Directives:
A: Reproduce the stretch of the immigration decision from "(4) Matter of" through "permission to reapply.".
B: According to the immigration decision, which official denied the respondent's application for permission to reapply for admission on June 7, 1971?

Extract provided:
****************
A-31185072
Decided by Board September 27, 1977
(1) On April 20, 1971, respondent was convicted of a violation of 18 U.S.C. 1546 for fraud and misuse of visa, permits, and other entry documents. He was deported from the United States on April 23, 1971, under section 241(a)(1) of the Immigration and Nationality Act on the ground that at the time of entry he was not in possession of an immigrant visa.
(2) On November 22, 1971, respondent was admitted to the United States as a lawful permanent resident but had failed to obtain advance permission to reapply for admission, and was found deportable under section 241(a)(1) of the Act on October 30, 1972, as an alien excludable at time of entry under section 212(a)(17) of the Act. However, on September 22, 1975, the Acting Regional Commissioner granted him nunc pro tunc permission to reapply, eliminating the section 212(a)(17) ground of excludability. The Service then lodged a charge of deportability under section 241(a)(5) based on respondent's previous conviction for violation of 18 U.S.C. 1546.
(3) An alien previously deported under section 241(a)(5) of the Act will not again be deportable on the same ground by reason of the same acts if he returns to the United States. This is so even though this respondent was previously deported under section 241(a)(1) of the Act.
(4) Matter of R---- G----, 8 IN Dec. 128 (BIA 1958), reaffirmed.
CHARGE:
Order: Act of 1952 — Section 241(a)(1) [ 8 U.S.C. 1251(a)(1)] — Excludable at time of entry, previously deported, no permission to reapply.
Lodged: Act of 1952 — Section 241(a)(5) [ 8 U.S.C. 1251(a)(5)] — Convicted under section 1546 of Title 18 of the United States Code
ON BEHALF OF RESPONDENT: Donald L. Ungar, Esquire 517 Washington Street San Francisco, California 94111
ON BEHALF OF SERVICE: George Indelicato Appellate Trial Attorney
BY: Milhollan, Chairman; Wilson, Maniatis, Appleman, and Maguire, Board Members
In a decision dated December 18, 1975, we granted the respondent's motion to reopen and remanded the record to the immigration judge for further proceedings. In an order dated November 8, 1976, the immigration judge terminated proceedings. The Service has appealed. The appeal will be dismissed.
The respondent, a 26-year-old native and citizen of Mexico, was convicted on April 20, 1971, in the United States District Court for the Northern District of California of violating 18 U.S.C. 1546 (fraud and misuse of visa, permits, and other entry documents). He was thereafter deported from the United States on April 23, 1971, on the ground that at the time of his entry he was not in possession of an immigrant visa. An application for permission to reapply for admission into the United States after deportation was denied by the District Director on June 7, 1971, and an appeal from that decision was dismissed by the Regional Commissioner on August 24, 1971.
****************
Information shown:
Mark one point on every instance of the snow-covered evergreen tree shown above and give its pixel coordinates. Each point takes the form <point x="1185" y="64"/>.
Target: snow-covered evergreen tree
****************
Solved tasks:
A:
(4) Matter of R---- G----, 8 IN Dec. 128 (BIA 1958), reaffirmed.
CHARGE:
Order: Act of 1952 — Section 241(a)(1) [ 8 U.S.C. 1251(a)(1)] — Excludable at time of entry, previously deported, no permission to reapply.

B: The District Director.